Texte source:
Depuis quelques mois, la France recense un parc éolien en mer en fonctionnement et d’autres devraient suivre alors que le pays ambitionne d’atteindre 40 GW de puissance déployée d’ici 2050 pour rattraper son retard sur plusieurs pays bordés par la mer du Nord.
« La France recense un tiers des capacités de production européennes sur l’éolien en mer, rappelle Mattias Vandenbulcke. On a mis 12 ans à développer le parc éolien de Saint-Nazaire et on va avoir la première volée de parcs attribués il y a 10-12 ans qui vont rentrer en service. Maintenant, il faut que l’Etat lance les prochains appels d’offres très vite pour pas qu’on se retrouve avec un trou de plusieurs années. »

Consigne A: Recopiez le passage du texte sur l’éolien en mer, de « Depuis quelques mois, la » à « mer du Nord. ».
Consigne B:
Dans le texte sur l’éolien en mer, répondez brièvement :
(i) Quelle puissance déployée la France ambitionne-t-elle d’atteindre d’ici 2050 ?
(ii) Combien d’années a-t-on mis à développer le parc éolien de Saint-Nazaire ?
(iii) Selon Mattias Vandenbulcke, quelle part des capacités de production européennes sur l’éolien en mer la France recense-t-elle ?
Consigne C:
Ces affirmations concordent-elles avec le texte sur l’éolien en mer ? Répondez par oui ou non en citant les mots décisifs du texte.
(i) La France compte déjà plusieurs parcs éoliens en mer en fonctionnement.
(ii) Les premiers parcs sur le point d’entrer en service ont été attribués il y a une dizaine d’années.
(iii) Mattias Vandenbulcke juge que l’État doit lancer rapidement les prochains appels d’offres.
Les lignes qui viennent ensuite forment un matériau indépendant du texte.

Ensemble de lignes:
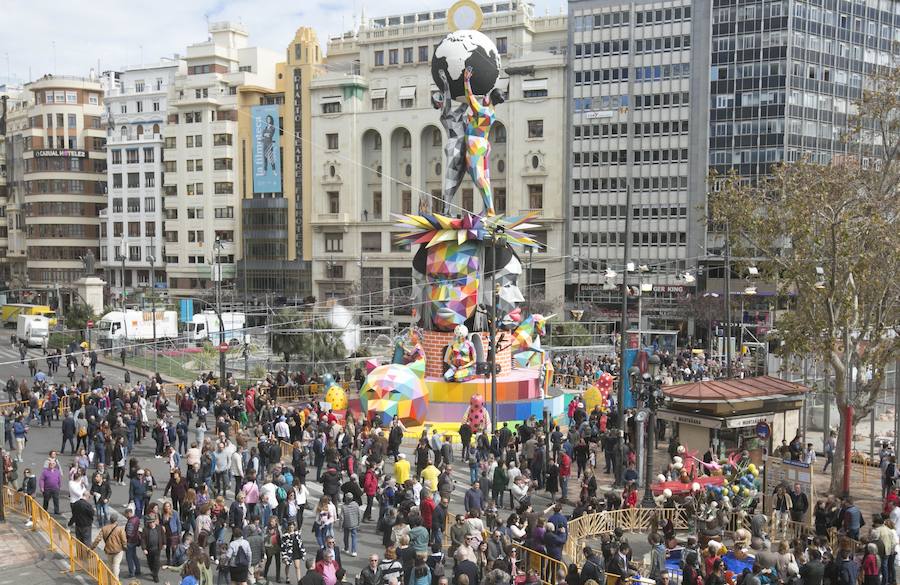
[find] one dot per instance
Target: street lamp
(218, 280)
(649, 390)
(152, 261)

Réponse rédigée A:
Depuis quelques mois, la France recense un parc éolien en mer en fonctionnement et d’autres devraient suivre alors que le pays ambitionne d’atteindre 40 GW de puissance déployée d’ici 2050 pour rattraper son retard sur plusieurs pays bordés par la mer du Nord.

Réponse rédigée B:
(i) 40 GW.
(ii) 12 ans.
(iii) Un tiers.

Réponse rédigée C:
(i) Non : « la France recense un parc éolien en mer en fonctionnement ».
(ii) Oui : « la première volée de parcs attribués il y a 10-12 ans qui vont rentrer en service ».
(iii) Oui : « il faut que l’Etat lance les prochains appels d’offres très vite ».